[Data extracted from a collection]
========================

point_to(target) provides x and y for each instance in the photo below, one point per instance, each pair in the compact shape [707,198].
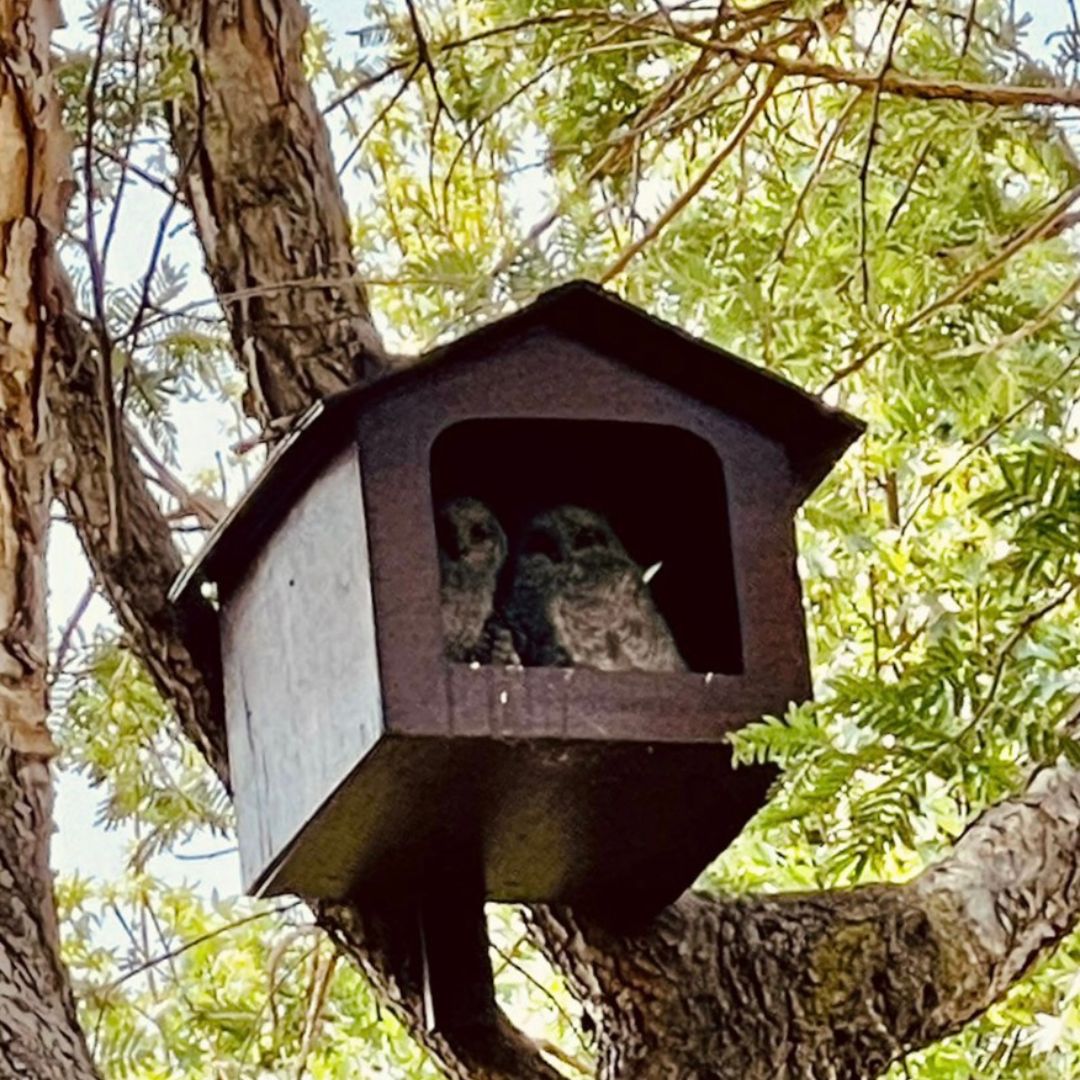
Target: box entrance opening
[660,487]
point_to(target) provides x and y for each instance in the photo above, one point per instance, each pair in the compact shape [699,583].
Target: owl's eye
[589,538]
[540,542]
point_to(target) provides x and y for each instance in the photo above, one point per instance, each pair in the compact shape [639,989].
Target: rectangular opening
[651,495]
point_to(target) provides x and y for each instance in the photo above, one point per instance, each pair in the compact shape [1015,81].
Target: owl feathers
[577,598]
[472,549]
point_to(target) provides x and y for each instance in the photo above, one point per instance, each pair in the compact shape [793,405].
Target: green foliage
[910,283]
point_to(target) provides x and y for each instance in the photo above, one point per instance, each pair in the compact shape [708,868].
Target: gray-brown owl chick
[472,548]
[577,598]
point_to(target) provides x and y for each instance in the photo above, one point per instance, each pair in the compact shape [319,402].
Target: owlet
[577,598]
[472,549]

========================

▸ **REQUEST**
Pictures are not part of the copy; output everything else in the records exactly.

▸ **RESULT BELOW**
point_to(target) provides x and y for each instance in the photo below, one point per instance, each pair in the compact shape [707,198].
Target: box entrance opening
[660,487]
point_to(target) provides x and y for each instance in the photo above, one point per instance, each pair in the compact shape [699,583].
Target: owl's eye
[589,538]
[540,542]
point_to(target) provides x and y for each instance in the photo above, one point per instance, each pair in the compact shape [639,989].
Target: rectangular opening
[651,495]
point_to(target) provides x and y for each instance in the photo above, one point per instance, each pair in the compact shape [1015,81].
Target: owl feathers
[577,598]
[472,549]
point_to(target) provides x and y for each instance in the photo above, one point per instance, each pair in the compact shape [793,405].
Target: green foliage
[910,283]
point_to(target) provides x and y for each instance in the photo above, one point per instance, each pair in the compact shape [708,868].
Target: gray-brown owl chick
[472,548]
[577,598]
point_to(target) provides x and y for each instance in the photo above, one point per instance, each pair in the compact shape [319,402].
Target: owlet
[577,598]
[472,549]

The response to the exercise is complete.